What Is a Zero-Trust Identity Strategy?
Identity is the foundation of a zero-trust framework rather than just a step in its implementation. A healthcare organization’s zero-trust environment cannot exist without considering all the discrete characteristics of identity anatomy. This should be embedded in every aspect of the zero-trust infrastructure. However, zero-trust identity cannot be achieved through a point solution. The realization of a zero-trust strategy should consider people, processes and technology.
Zero-trust identity begins with governance, frameworks and workflows. Identity registrations, authentication mechanisms, access policies, analytics, and automation and orchestration engines should all be correlated and coded to execute under a single policy governance structure. In a private ecosystem, every entity is vetted by an integrated policy-as-code engine to ensure that it is known by the network.
The goal of a zero-trust identity strategy is to confirm each person’s identity when they attempt to access a healthcare organization’s resources. When a sign-on attempt is made, the environment references a vetted identity store to verify a digital entity’s identity and whether it has current state privileges to access a specific resource. That applies whether the resource is a device, service, application or data.
DISCOVER: How zero trust protects patient data against the most serious security threats.
How to Implement a Zero-Trust Identity Strategy
A successful plan considers the participation of an interdepartmental governance framework. The absence of a holistic, identity-centric framework may increase the attack surface and leave an organization with a false sense of security.
A typical engagement within a zero-trust identity strategy is broken down into three major evaluation components:
- Component Relationship: This includes the hardware and hardware interoperability. Interoperability is essential to achieve end-to-end monitoring and policy execution. All security solutions should be able to communicate to ensure the entire network is secure.
- Workflow Planning: This includes business processes, data mapping and the categorization of workflows.
- Access Policies: These policies should be considered from a component perspective as well as holistically.
It’s common to lead the path with a discovery of network components, services, data flow and core business applications to build the nucleus of a zero-trust architecture. This is followed by an assessment of existing network policies such as firewalls, intrusion detection prevention systems, virtual LAN configurations and data loss prevention systems that may exist in the ecosystem. The deployment phase then begins and employs this reference architecture, followed by the main policy engine.
All the policies that every component is executing individually are being correlated and funneled up to a main policy that coordinates every single event from end to end. Once in operation, the environment and policy rules are monitored continuously for effectiveness.

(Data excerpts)
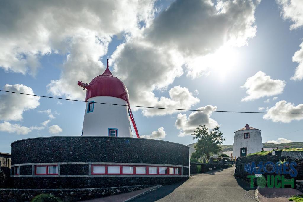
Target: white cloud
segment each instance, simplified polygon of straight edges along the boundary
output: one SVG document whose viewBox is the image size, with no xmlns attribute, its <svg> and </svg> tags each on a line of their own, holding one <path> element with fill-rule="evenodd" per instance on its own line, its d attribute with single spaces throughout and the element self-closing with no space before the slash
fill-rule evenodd
<svg viewBox="0 0 303 202">
<path fill-rule="evenodd" d="M 47 124 L 51 120 L 49 119 L 48 120 L 47 120 L 46 121 L 43 121 L 42 123 L 41 123 L 41 124 L 42 125 L 46 127 L 47 126 Z"/>
<path fill-rule="evenodd" d="M 292 56 L 292 61 L 299 65 L 296 68 L 295 75 L 291 78 L 292 80 L 300 81 L 303 79 L 303 43 L 300 45 L 301 49 L 295 53 Z"/>
<path fill-rule="evenodd" d="M 225 43 L 247 44 L 256 27 L 252 1 L 208 0 L 173 2 L 145 33 L 156 45 L 176 48 L 184 55 L 205 55 Z"/>
<path fill-rule="evenodd" d="M 189 3 L 177 0 L 152 21 L 157 12 L 154 2 L 82 1 L 77 6 L 65 2 L 30 6 L 25 2 L 8 4 L 0 10 L 3 14 L 0 17 L 5 20 L 3 27 L 9 28 L 5 35 L 6 43 L 0 48 L 0 66 L 6 71 L 29 71 L 34 75 L 40 57 L 66 55 L 60 77 L 51 81 L 48 92 L 83 99 L 85 91 L 81 90 L 77 81 L 88 83 L 102 73 L 104 66 L 100 58 L 107 52 L 111 37 L 115 35 L 125 42 L 118 46 L 110 61 L 114 75 L 128 88 L 132 104 L 189 108 L 198 101 L 191 93 L 188 95 L 191 102 L 187 103 L 157 97 L 154 91 L 168 90 L 185 68 L 192 78 L 207 74 L 205 72 L 212 65 L 191 62 L 196 58 L 215 54 L 222 47 L 247 45 L 255 35 L 256 4 L 251 1 L 219 1 L 215 5 L 208 0 Z M 141 28 L 142 22 L 145 25 Z M 172 113 L 164 111 L 143 113 Z"/>
<path fill-rule="evenodd" d="M 255 5 L 250 1 L 227 2 L 218 8 L 208 1 L 176 1 L 144 30 L 143 36 L 132 38 L 118 47 L 111 60 L 114 75 L 128 88 L 132 103 L 182 108 L 194 104 L 185 100 L 175 105 L 171 98 L 156 97 L 154 91 L 166 90 L 184 68 L 192 78 L 207 74 L 207 68 L 205 71 L 201 66 L 204 63 L 192 61 L 225 45 L 243 45 L 255 36 Z M 144 114 L 177 112 L 158 110 L 149 111 L 153 111 L 150 114 L 146 113 L 148 111 Z"/>
<path fill-rule="evenodd" d="M 259 71 L 248 78 L 244 84 L 241 87 L 247 89 L 246 92 L 248 95 L 241 101 L 247 101 L 281 94 L 283 92 L 286 83 L 284 81 L 274 80 L 269 76 Z"/>
<path fill-rule="evenodd" d="M 197 109 L 197 110 L 215 111 L 217 107 L 208 105 Z M 179 137 L 189 135 L 200 125 L 206 124 L 209 129 L 218 125 L 218 122 L 210 118 L 212 112 L 195 111 L 189 114 L 188 118 L 186 114 L 178 114 L 175 123 L 175 126 L 180 130 L 178 135 Z"/>
<path fill-rule="evenodd" d="M 303 113 L 303 104 L 295 106 L 294 104 L 281 100 L 276 103 L 275 105 L 267 110 L 268 112 Z M 290 123 L 294 120 L 303 119 L 302 114 L 267 114 L 263 118 L 271 120 L 273 122 Z"/>
<path fill-rule="evenodd" d="M 267 142 L 268 142 L 268 143 L 272 143 L 274 144 L 281 144 L 282 143 L 292 142 L 293 141 L 291 141 L 291 140 L 285 139 L 285 138 L 280 137 L 280 138 L 278 138 L 278 139 L 277 140 L 270 140 L 269 141 L 267 141 Z"/>
<path fill-rule="evenodd" d="M 165 108 L 189 109 L 194 104 L 198 103 L 200 100 L 195 98 L 189 92 L 187 88 L 180 86 L 175 86 L 168 91 L 170 98 L 161 97 L 160 99 L 157 98 L 157 102 L 154 103 L 152 106 Z M 156 109 L 145 109 L 142 111 L 144 116 L 164 115 L 171 114 L 178 112 L 176 110 L 163 110 Z"/>
<path fill-rule="evenodd" d="M 277 0 L 281 6 L 281 15 L 285 19 L 289 19 L 293 23 L 291 30 L 303 26 L 303 1 L 301 0 Z M 300 81 L 303 79 L 303 43 L 300 45 L 300 49 L 292 57 L 292 61 L 298 63 L 295 75 L 291 79 Z"/>
<path fill-rule="evenodd" d="M 152 133 L 152 134 L 150 135 L 141 135 L 140 137 L 142 138 L 162 140 L 164 138 L 166 135 L 164 128 L 161 127 L 158 128 L 157 131 L 153 131 Z"/>
<path fill-rule="evenodd" d="M 265 100 L 263 101 L 264 102 L 264 103 L 269 103 L 269 99 L 267 99 L 267 100 Z"/>
<path fill-rule="evenodd" d="M 31 132 L 33 130 L 41 130 L 44 129 L 44 127 L 43 126 L 31 126 L 29 128 L 20 124 L 11 124 L 7 121 L 0 123 L 0 131 L 16 133 L 18 135 L 26 135 Z"/>
<path fill-rule="evenodd" d="M 124 32 L 138 34 L 139 23 L 148 25 L 155 11 L 153 1 L 149 0 L 73 3 L 2 2 L 0 26 L 5 28 L 0 34 L 0 66 L 6 71 L 24 74 L 29 69 L 35 75 L 41 56 L 69 53 L 70 45 L 81 46 L 88 38 L 95 38 L 94 44 L 98 41 L 103 44 L 100 46 L 106 47 L 114 35 L 121 35 Z M 103 51 L 98 53 L 99 46 L 85 46 L 96 48 L 92 50 L 81 50 L 79 47 L 77 52 L 82 58 L 87 56 L 88 63 L 96 63 L 97 60 L 90 58 L 94 57 L 92 54 L 102 55 Z"/>
<path fill-rule="evenodd" d="M 281 15 L 285 19 L 293 23 L 291 30 L 303 25 L 303 1 L 301 0 L 277 0 L 281 6 Z"/>
<path fill-rule="evenodd" d="M 4 86 L 4 90 L 8 91 L 34 94 L 32 89 L 23 84 Z M 4 93 L 0 95 L 0 120 L 19 121 L 23 118 L 23 113 L 35 109 L 40 104 L 39 97 Z"/>
<path fill-rule="evenodd" d="M 46 110 L 43 110 L 43 111 L 38 111 L 38 112 L 39 113 L 45 113 L 47 114 L 48 116 L 48 117 L 52 119 L 53 119 L 55 118 L 55 116 L 54 115 L 54 114 L 59 114 L 57 113 L 55 111 L 54 113 L 52 112 L 52 110 L 49 109 Z"/>
<path fill-rule="evenodd" d="M 63 131 L 58 125 L 54 125 L 48 128 L 48 132 L 52 134 L 58 134 Z"/>
</svg>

(Work order): From the article on zero-trust identity, reproduce word for word the passage starting with "The goal of" and going on through "application or data.".

(Problem solution):
The goal of a zero-trust identity strategy is to confirm each person’s identity when they attempt to access a healthcare organization’s resources. When a sign-on attempt is made, the environment references a vetted identity store to verify a digital entity’s identity and whether it has current state privileges to access a specific resource. That applies whether the resource is a device, service, application or data.